Friday, March 09, 2012

Use WEKA in your Python code

Weka is a collection of machine learning algorithms that can either be applied directly to a dataset or called from your own Java code. There is an article called “Use WEKA in your Java code” which as its title suggests explains how to use WEKA from your Java code. This is not a surprising thing to do since Weka is implemented in Java. As the title of this post suggests, I will describe how to use WEKA from your Python code instead.

If you have built an entire software system in Python, you might be reluctant to look at libraries in other languages. After all, there are a huge number of excellent Python libraries, and many good machine-learning libraries written in Python or C and C++ with Python bindings. However, as far as I am concerned, it would be a pity not to make use of Weka just because it is written in Java. It is one of the most well known machine-learning libraries around with an extensive number of implemented algorithms. What’s more, there are very few data stream mining libraries around and MOA, related to Weka and also written in Java is the best I have seen.

I use Jpype (http://jpype.sourceforge.net/) to access Weka class libraries. Once you have it installed, download the latest Weka & Moa versions and copy moa.jar, sizeofag.jar and weak.jar into your working directory. Below you can see the full Python listing of the test application. The code initializes the JVM, imports some Weka packages and classes, reads a data set, splits it into a training set and test set, trains a J48 tree classifier and then tests it. If you are familiar with Weka, this will all be very easy.

In a separate post, I will explore how easy it is to use MOA in the same way.

# Initialize the specified JVM
from jpype import *options = [
"-Xmx4G",
"-Djava.class.path=./moa.jar",
"-Djava.class.path=./weka.jar",
"-Djavaagent:sizeofag.jar",
]
startJVM(getDefaultJVMPath(), *options)

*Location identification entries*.
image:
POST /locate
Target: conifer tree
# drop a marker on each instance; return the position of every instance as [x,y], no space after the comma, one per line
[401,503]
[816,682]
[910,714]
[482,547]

*Required tasks*.
#1 Translate this sentence from the Weka post into Spanish: "This is not a surprising thing to do since Weka is implemented in Java."
#2 Update the Weka post starting at "In a separate" and ending at "startJVM(getDefaultJVMPath(), *options)", putting "later post" in place of "separate post".
#3 Answer these questions about the Weka post:
(a) In what language is Weka implemented?
(b) What tool does the author use to access Weka class libraries?
(c) What kind of classifier does the test application train?

*Answers by task*.
#1 Esto no es algo sorprendente, ya que Weka está implementado en Java.

#2
In a later post, I will explore how easy it is to use MOA in the same way.

# Initialize the specified JVM
from jpype import *options = [
"-Xmx4G",
"-Djava.class.path=./moa.jar",
"-Djava.class.path=./weka.jar",
"-Djavaagent:sizeofag.jar",
]
startJVM(getDefaultJVMPath(), *options)

#3
(a) Java
(b) Jpype
(c) A J48 tree classifier